#### Exercise requirements
Please copy out all the entries below, substituting "pin" for every "marker" and changing nothing else. Leave the pictures out.

#### Dataset records
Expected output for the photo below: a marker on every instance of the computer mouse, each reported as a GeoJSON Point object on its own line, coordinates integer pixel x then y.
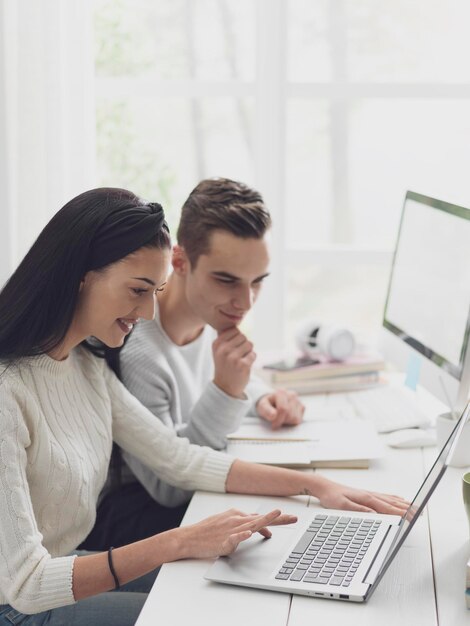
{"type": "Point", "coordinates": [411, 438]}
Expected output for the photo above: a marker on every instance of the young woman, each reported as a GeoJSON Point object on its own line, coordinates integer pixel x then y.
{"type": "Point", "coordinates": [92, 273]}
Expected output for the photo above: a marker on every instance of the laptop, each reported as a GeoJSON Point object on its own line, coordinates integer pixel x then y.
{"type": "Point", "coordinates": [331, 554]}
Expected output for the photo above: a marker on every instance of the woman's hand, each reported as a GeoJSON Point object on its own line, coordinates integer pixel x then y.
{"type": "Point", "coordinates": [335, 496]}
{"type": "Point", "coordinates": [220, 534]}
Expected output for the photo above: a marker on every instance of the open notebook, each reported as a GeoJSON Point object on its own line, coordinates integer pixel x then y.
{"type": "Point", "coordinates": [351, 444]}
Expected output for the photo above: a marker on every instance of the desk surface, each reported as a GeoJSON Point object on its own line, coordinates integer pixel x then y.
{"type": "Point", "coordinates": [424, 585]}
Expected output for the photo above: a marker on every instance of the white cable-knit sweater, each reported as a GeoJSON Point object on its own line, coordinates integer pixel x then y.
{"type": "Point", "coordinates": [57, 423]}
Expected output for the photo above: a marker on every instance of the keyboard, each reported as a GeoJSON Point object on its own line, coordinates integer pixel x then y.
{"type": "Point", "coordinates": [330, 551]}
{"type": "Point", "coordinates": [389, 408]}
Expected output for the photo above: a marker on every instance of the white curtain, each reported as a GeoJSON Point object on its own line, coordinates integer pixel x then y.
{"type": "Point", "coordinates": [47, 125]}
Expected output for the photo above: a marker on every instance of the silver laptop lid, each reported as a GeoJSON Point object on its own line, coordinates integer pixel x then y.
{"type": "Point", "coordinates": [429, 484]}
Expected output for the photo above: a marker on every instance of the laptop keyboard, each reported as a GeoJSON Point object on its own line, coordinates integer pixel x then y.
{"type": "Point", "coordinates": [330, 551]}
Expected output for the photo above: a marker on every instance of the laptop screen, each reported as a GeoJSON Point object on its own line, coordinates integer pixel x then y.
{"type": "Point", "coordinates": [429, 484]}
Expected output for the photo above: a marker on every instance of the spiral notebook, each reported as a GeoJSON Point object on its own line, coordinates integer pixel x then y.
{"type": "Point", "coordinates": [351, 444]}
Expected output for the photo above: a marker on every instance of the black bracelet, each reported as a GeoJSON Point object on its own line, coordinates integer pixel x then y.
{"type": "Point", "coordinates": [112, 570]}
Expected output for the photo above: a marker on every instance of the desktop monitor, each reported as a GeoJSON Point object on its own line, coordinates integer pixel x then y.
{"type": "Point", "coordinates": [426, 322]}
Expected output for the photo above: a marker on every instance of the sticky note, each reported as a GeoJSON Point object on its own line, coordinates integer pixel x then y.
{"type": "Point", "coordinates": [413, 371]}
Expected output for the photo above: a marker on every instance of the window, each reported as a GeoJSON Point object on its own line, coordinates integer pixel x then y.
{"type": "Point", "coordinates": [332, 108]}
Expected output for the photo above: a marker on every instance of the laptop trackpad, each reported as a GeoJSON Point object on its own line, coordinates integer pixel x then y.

#### Response below
Expected output for the photo below: a pin on every instance of the computer mouse, each reported as a GeoJSON Point object on its own line, coordinates integer pixel x then y.
{"type": "Point", "coordinates": [411, 438]}
Expected output for the photo above: a pin on every instance of the young woman, each reported as a GeoJSON Point object on its own line, coordinates integer pixel x then y.
{"type": "Point", "coordinates": [92, 273]}
Expected output for the photo above: a pin on every instance of the laptop, each reported as a GeoJSON Point object on its own line, coordinates integer pixel x then y.
{"type": "Point", "coordinates": [331, 554]}
Expected output for the photo above: a pin on every instance of the woman's hand, each reported as a GeoJSON Point object on its own line, coordinates integer pixel x then y.
{"type": "Point", "coordinates": [335, 496]}
{"type": "Point", "coordinates": [220, 534]}
Expected output for the photo above: a pin on every instance of the open notebook, each reported as a GeoJSON Point object on its own line, coordinates integer pixel x then y.
{"type": "Point", "coordinates": [351, 444]}
Expected output for the photo above: a pin on every instance of the desk surface, each reported as a GeoJSON Point object on its own line, coordinates integer pixel x then y.
{"type": "Point", "coordinates": [424, 585]}
Expected output for the photo above: a pin on every instance of the white cable-knit sweater, each reported as a GeoJSON Point object on its own line, coordinates integer pixel x then y.
{"type": "Point", "coordinates": [57, 423]}
Expected output for the photo above: a pin on every instance of the keyboard, each reported as a GeoJSON Point object on its own line, coordinates integer pixel x then y.
{"type": "Point", "coordinates": [330, 551]}
{"type": "Point", "coordinates": [389, 408]}
Expected output for the photo above: a pin on every instance of the white curtain, each reported as a GeoJSON Point object on its own line, coordinates integer pixel x then y.
{"type": "Point", "coordinates": [47, 125]}
Expected output for the photo above: a pin on every instance of the silver laptop lid, each reported as a GeoJSON Point object on its own line, coordinates integer pixel x then y.
{"type": "Point", "coordinates": [429, 484]}
Expected output for the photo above: a pin on every instance of the laptop keyboard, each reported as a GeoJSON Point object on its own line, coordinates integer pixel x then y.
{"type": "Point", "coordinates": [330, 551]}
Expected output for the photo above: a pin on every instance of the laptop screen, each reported as a GeoJSON Point object on its own line, coordinates integer pixel x then y.
{"type": "Point", "coordinates": [429, 484]}
Expected output for the photo above: a pin on every instance of the spiral notebook, each reported as a GeoJSON Point object on its own line, coordinates integer pixel x then y.
{"type": "Point", "coordinates": [351, 444]}
Expected output for the photo above: a pin on every instance of the black bracelet, each reported as a GeoJSON Point object on its own line, coordinates integer pixel x then y.
{"type": "Point", "coordinates": [112, 570]}
Expected output for the photo above: a pin on every instance of the desktop monitor, each reported as a GeoJSON Point object on its own line, coordinates integer pixel x then y.
{"type": "Point", "coordinates": [426, 322]}
Expected output for the photo above: a pin on every instance of the sticky note, each reported as a GeoJSON Point object on its own line, coordinates integer pixel x then y.
{"type": "Point", "coordinates": [413, 371]}
Expected output for the photo above: a pin on every instance of the window, each reported as a GeoJSON Point object on its own line, coordinates integer pixel x then y.
{"type": "Point", "coordinates": [332, 108]}
Expected output for the photo above: a pin on every instance of the laptop trackpad, each reported as a GeoJSON Point object on its own line, coordinates integer pixel x then y.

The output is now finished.